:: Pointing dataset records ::
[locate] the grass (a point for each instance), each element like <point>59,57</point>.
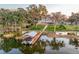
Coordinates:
<point>58,27</point>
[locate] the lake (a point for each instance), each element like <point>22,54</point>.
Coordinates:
<point>45,45</point>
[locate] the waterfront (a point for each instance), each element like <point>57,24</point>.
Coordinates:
<point>45,45</point>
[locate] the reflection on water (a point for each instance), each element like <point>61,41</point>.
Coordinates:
<point>44,45</point>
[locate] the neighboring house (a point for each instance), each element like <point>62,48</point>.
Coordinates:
<point>45,21</point>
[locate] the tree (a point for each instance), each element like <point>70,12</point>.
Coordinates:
<point>57,17</point>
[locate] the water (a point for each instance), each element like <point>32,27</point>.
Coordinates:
<point>45,45</point>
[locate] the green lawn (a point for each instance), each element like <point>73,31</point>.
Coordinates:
<point>58,27</point>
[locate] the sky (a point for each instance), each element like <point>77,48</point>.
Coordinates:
<point>64,8</point>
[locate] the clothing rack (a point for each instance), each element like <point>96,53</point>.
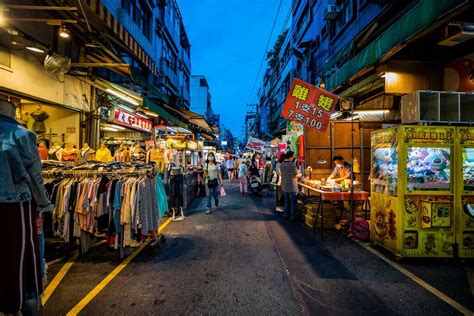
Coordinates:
<point>150,172</point>
<point>59,174</point>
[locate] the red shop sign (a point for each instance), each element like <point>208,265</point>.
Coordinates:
<point>131,120</point>
<point>309,105</point>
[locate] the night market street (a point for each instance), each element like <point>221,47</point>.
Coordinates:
<point>245,259</point>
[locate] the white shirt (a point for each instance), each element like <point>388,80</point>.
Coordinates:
<point>229,164</point>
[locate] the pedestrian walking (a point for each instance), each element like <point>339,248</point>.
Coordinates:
<point>243,171</point>
<point>289,186</point>
<point>230,165</point>
<point>23,199</point>
<point>237,163</point>
<point>280,197</point>
<point>213,176</point>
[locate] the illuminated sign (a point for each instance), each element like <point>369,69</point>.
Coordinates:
<point>131,120</point>
<point>309,105</point>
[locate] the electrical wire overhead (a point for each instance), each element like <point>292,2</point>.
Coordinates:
<point>265,52</point>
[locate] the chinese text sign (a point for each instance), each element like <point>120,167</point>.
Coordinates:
<point>309,105</point>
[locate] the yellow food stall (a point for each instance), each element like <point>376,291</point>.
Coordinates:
<point>416,176</point>
<point>465,193</point>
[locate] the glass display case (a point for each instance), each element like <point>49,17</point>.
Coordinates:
<point>468,168</point>
<point>385,170</point>
<point>428,169</point>
<point>414,198</point>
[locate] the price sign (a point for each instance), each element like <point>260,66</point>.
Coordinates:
<point>131,120</point>
<point>255,144</point>
<point>309,105</point>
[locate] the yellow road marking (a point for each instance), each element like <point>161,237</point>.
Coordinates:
<point>92,294</point>
<point>58,278</point>
<point>54,261</point>
<point>460,308</point>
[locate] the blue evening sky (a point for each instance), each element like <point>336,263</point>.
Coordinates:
<point>228,39</point>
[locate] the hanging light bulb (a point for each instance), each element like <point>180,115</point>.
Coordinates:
<point>2,16</point>
<point>64,32</point>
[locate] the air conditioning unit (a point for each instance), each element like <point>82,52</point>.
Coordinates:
<point>437,107</point>
<point>331,12</point>
<point>456,33</point>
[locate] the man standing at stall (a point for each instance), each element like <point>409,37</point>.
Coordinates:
<point>342,171</point>
<point>289,185</point>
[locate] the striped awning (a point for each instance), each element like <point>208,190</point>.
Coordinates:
<point>114,25</point>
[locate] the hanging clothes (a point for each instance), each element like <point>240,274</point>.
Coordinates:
<point>112,204</point>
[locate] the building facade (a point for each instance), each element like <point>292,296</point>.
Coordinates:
<point>84,66</point>
<point>201,97</point>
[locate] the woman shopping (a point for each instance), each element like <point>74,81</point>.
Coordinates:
<point>213,176</point>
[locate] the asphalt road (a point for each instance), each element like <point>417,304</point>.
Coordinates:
<point>245,259</point>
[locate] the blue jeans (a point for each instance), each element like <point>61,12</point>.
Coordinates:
<point>41,251</point>
<point>213,192</point>
<point>290,204</point>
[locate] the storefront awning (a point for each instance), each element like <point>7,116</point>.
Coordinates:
<point>161,111</point>
<point>191,117</point>
<point>421,16</point>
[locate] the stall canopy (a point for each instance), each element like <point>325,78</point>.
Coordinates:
<point>164,113</point>
<point>421,16</point>
<point>191,117</point>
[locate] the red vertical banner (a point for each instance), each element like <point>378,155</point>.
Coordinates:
<point>309,105</point>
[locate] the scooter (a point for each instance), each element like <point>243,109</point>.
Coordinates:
<point>255,185</point>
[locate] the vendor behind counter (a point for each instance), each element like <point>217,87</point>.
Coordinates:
<point>342,170</point>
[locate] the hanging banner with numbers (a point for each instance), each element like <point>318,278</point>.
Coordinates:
<point>256,144</point>
<point>309,105</point>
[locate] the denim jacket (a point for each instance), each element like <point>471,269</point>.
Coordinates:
<point>20,166</point>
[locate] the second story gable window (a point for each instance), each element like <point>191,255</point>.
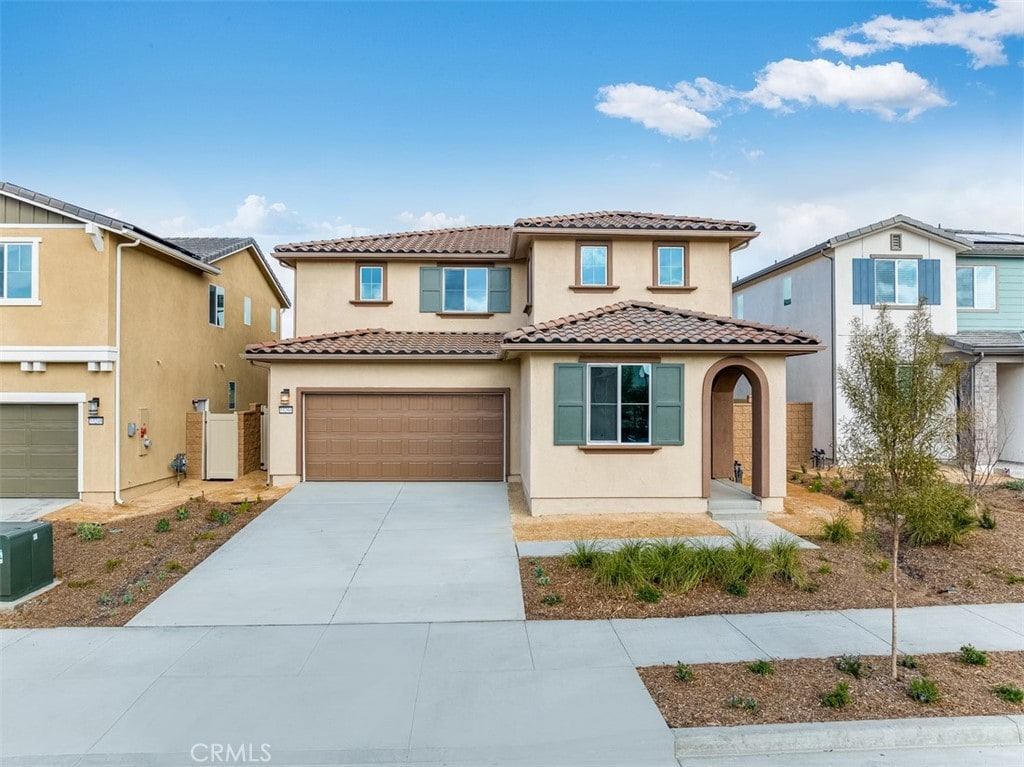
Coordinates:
<point>976,287</point>
<point>465,290</point>
<point>216,305</point>
<point>19,271</point>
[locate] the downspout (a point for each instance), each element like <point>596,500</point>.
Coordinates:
<point>117,378</point>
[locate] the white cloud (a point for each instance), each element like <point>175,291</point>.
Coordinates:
<point>980,33</point>
<point>888,90</point>
<point>432,220</point>
<point>669,112</point>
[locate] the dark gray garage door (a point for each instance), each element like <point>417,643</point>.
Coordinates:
<point>38,451</point>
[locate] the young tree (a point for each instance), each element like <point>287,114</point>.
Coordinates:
<point>901,397</point>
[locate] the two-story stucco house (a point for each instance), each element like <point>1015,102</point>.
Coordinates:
<point>972,283</point>
<point>590,356</point>
<point>109,336</point>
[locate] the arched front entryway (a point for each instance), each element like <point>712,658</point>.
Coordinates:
<point>718,453</point>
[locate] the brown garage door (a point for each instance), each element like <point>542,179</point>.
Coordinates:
<point>433,436</point>
<point>38,451</point>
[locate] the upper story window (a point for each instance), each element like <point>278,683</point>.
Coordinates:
<point>976,287</point>
<point>19,271</point>
<point>619,403</point>
<point>465,289</point>
<point>594,264</point>
<point>371,282</point>
<point>217,305</point>
<point>671,265</point>
<point>896,281</point>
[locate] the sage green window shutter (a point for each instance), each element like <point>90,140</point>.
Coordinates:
<point>667,405</point>
<point>430,289</point>
<point>500,289</point>
<point>570,403</point>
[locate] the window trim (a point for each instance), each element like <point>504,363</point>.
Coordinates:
<point>579,285</point>
<point>214,312</point>
<point>995,288</point>
<point>916,281</point>
<point>33,299</point>
<point>617,443</point>
<point>359,300</point>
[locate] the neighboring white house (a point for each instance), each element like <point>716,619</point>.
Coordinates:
<point>974,290</point>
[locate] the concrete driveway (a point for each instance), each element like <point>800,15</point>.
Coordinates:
<point>358,553</point>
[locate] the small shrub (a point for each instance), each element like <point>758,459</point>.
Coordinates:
<point>973,656</point>
<point>89,531</point>
<point>924,691</point>
<point>838,530</point>
<point>683,673</point>
<point>738,701</point>
<point>648,594</point>
<point>839,697</point>
<point>850,665</point>
<point>584,554</point>
<point>1010,693</point>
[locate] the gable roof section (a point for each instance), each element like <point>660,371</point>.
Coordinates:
<point>898,220</point>
<point>641,323</point>
<point>484,241</point>
<point>380,342</point>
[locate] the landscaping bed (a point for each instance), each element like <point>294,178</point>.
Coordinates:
<point>729,694</point>
<point>986,567</point>
<point>107,582</point>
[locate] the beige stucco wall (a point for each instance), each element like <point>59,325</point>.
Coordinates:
<point>324,291</point>
<point>632,270</point>
<point>565,479</point>
<point>283,461</point>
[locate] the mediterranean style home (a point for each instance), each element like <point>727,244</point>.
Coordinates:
<point>109,336</point>
<point>590,356</point>
<point>972,283</point>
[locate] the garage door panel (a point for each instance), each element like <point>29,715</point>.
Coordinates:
<point>433,436</point>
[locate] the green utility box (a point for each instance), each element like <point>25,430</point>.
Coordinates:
<point>26,558</point>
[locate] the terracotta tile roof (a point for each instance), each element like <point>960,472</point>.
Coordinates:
<point>468,240</point>
<point>628,220</point>
<point>643,323</point>
<point>377,341</point>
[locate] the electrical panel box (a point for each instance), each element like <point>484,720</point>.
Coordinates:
<point>26,558</point>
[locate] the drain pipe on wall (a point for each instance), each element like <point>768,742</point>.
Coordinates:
<point>117,378</point>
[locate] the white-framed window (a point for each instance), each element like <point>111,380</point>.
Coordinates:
<point>896,281</point>
<point>594,264</point>
<point>19,270</point>
<point>619,403</point>
<point>976,287</point>
<point>465,289</point>
<point>371,283</point>
<point>671,265</point>
<point>217,305</point>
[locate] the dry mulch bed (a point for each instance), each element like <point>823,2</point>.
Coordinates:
<point>793,692</point>
<point>108,582</point>
<point>986,568</point>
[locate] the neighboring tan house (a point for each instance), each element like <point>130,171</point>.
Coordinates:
<point>109,336</point>
<point>590,356</point>
<point>972,283</point>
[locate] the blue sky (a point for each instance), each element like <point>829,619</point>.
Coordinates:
<point>295,121</point>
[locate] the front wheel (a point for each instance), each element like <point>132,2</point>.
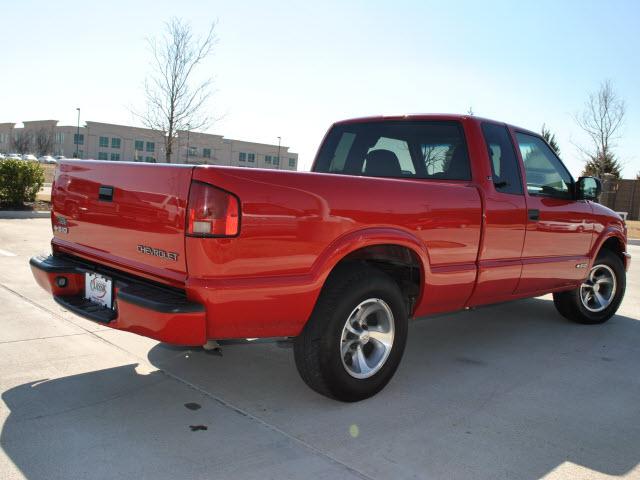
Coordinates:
<point>599,296</point>
<point>354,340</point>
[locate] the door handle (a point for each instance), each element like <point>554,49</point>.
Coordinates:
<point>105,193</point>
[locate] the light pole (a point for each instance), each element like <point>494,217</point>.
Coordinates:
<point>78,133</point>
<point>188,132</point>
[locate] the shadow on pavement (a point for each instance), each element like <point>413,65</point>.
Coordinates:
<point>508,391</point>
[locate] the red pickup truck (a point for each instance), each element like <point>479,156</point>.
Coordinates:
<point>400,217</point>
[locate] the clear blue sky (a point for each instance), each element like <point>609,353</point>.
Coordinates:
<point>291,68</point>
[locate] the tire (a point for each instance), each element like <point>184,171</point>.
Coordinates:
<point>351,292</point>
<point>593,311</point>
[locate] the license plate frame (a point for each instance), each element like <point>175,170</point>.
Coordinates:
<point>98,288</point>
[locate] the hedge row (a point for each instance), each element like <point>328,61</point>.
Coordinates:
<point>20,181</point>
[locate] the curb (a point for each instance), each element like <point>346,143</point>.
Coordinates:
<point>16,214</point>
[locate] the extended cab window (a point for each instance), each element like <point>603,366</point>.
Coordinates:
<point>504,163</point>
<point>546,175</point>
<point>395,149</point>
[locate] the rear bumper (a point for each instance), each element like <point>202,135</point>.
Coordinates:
<point>140,306</point>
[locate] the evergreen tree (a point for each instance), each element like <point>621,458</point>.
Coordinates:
<point>598,166</point>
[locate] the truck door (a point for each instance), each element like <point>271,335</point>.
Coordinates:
<point>505,219</point>
<point>559,228</point>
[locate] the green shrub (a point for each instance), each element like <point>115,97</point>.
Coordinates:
<point>20,181</point>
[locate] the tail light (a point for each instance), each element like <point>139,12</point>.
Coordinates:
<point>212,212</point>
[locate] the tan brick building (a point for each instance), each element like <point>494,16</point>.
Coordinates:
<point>105,141</point>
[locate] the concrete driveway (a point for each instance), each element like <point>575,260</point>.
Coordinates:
<point>510,391</point>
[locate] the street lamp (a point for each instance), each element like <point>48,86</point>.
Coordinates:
<point>78,133</point>
<point>188,132</point>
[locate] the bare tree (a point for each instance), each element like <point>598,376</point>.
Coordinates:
<point>174,99</point>
<point>601,120</point>
<point>550,138</point>
<point>22,141</point>
<point>43,140</point>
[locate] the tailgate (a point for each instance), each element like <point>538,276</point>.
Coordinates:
<point>129,214</point>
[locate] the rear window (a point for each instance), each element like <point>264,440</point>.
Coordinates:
<point>426,150</point>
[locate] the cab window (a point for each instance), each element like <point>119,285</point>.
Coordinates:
<point>396,149</point>
<point>546,175</point>
<point>502,156</point>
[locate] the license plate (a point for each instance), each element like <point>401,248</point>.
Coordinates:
<point>98,288</point>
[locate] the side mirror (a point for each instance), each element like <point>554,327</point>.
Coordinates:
<point>588,188</point>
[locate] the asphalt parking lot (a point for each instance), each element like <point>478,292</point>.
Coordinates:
<point>510,391</point>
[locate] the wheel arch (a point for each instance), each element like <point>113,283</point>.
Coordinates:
<point>613,240</point>
<point>396,252</point>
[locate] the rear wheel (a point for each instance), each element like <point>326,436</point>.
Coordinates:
<point>355,338</point>
<point>599,296</point>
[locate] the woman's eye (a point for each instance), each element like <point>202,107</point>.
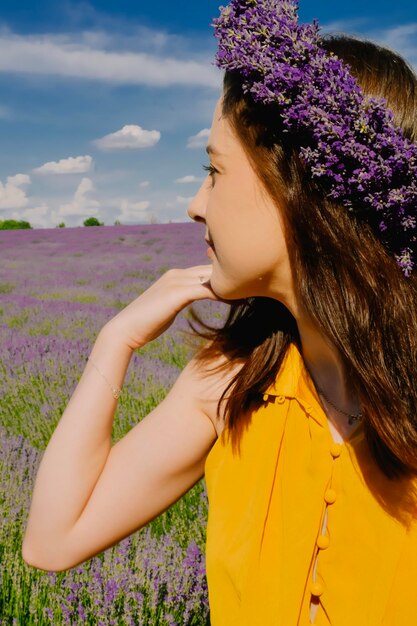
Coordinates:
<point>212,170</point>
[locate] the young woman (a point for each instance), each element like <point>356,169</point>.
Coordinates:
<point>310,465</point>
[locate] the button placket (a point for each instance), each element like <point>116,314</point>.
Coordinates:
<point>317,587</point>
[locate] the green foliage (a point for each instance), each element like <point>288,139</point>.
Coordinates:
<point>14,224</point>
<point>92,221</point>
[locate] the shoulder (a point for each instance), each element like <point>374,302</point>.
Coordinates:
<point>206,381</point>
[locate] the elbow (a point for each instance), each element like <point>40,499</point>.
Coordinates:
<point>45,562</point>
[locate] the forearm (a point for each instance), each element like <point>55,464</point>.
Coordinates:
<point>78,449</point>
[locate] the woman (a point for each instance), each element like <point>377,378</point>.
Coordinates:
<point>310,464</point>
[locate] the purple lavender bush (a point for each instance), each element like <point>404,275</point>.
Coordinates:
<point>58,288</point>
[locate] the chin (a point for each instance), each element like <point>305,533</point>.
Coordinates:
<point>228,290</point>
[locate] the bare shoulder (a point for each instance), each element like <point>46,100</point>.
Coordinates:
<point>206,383</point>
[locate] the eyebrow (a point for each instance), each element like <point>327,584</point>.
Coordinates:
<point>212,150</point>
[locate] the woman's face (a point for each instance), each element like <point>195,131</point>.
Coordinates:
<point>250,254</point>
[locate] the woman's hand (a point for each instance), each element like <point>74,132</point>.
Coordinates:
<point>147,317</point>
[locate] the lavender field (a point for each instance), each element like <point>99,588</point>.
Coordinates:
<point>58,287</point>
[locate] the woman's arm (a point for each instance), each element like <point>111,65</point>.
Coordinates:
<point>78,449</point>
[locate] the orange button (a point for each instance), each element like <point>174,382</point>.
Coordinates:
<point>335,449</point>
<point>330,496</point>
<point>323,542</point>
<point>317,589</point>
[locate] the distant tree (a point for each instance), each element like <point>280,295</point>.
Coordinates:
<point>153,219</point>
<point>92,221</point>
<point>14,224</point>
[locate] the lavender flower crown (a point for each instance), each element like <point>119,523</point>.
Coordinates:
<point>350,143</point>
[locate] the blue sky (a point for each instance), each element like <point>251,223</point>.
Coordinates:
<point>105,107</point>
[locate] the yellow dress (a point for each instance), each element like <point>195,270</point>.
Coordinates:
<point>298,514</point>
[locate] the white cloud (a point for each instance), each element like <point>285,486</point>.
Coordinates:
<point>12,196</point>
<point>199,140</point>
<point>71,165</point>
<point>403,39</point>
<point>37,216</point>
<point>134,211</point>
<point>188,179</point>
<point>129,137</point>
<point>82,203</point>
<point>64,56</point>
<point>183,200</point>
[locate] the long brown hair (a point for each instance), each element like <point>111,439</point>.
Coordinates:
<point>349,285</point>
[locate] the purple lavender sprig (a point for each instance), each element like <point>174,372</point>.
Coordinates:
<point>350,143</point>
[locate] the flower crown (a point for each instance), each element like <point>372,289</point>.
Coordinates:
<point>355,152</point>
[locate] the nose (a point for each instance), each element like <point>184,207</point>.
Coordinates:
<point>197,207</point>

:: CHALLENGE ::
Reproduce verbatim the stretch of the records above, from their start through the line containing "<point>44,45</point>", omitting the pictures.

:: FULL SOLUTION ::
[locate] the grass (a point for each instance), each element like <point>59,57</point>.
Coordinates:
<point>58,27</point>
[locate] the lake (a point for each instance), each element like <point>22,54</point>.
Coordinates:
<point>45,45</point>
[locate] the waterfront (a point for each instance), each element like <point>57,24</point>.
Coordinates:
<point>45,45</point>
[locate] the reflection on water (a point for each instance), each element like <point>61,41</point>.
Coordinates:
<point>44,45</point>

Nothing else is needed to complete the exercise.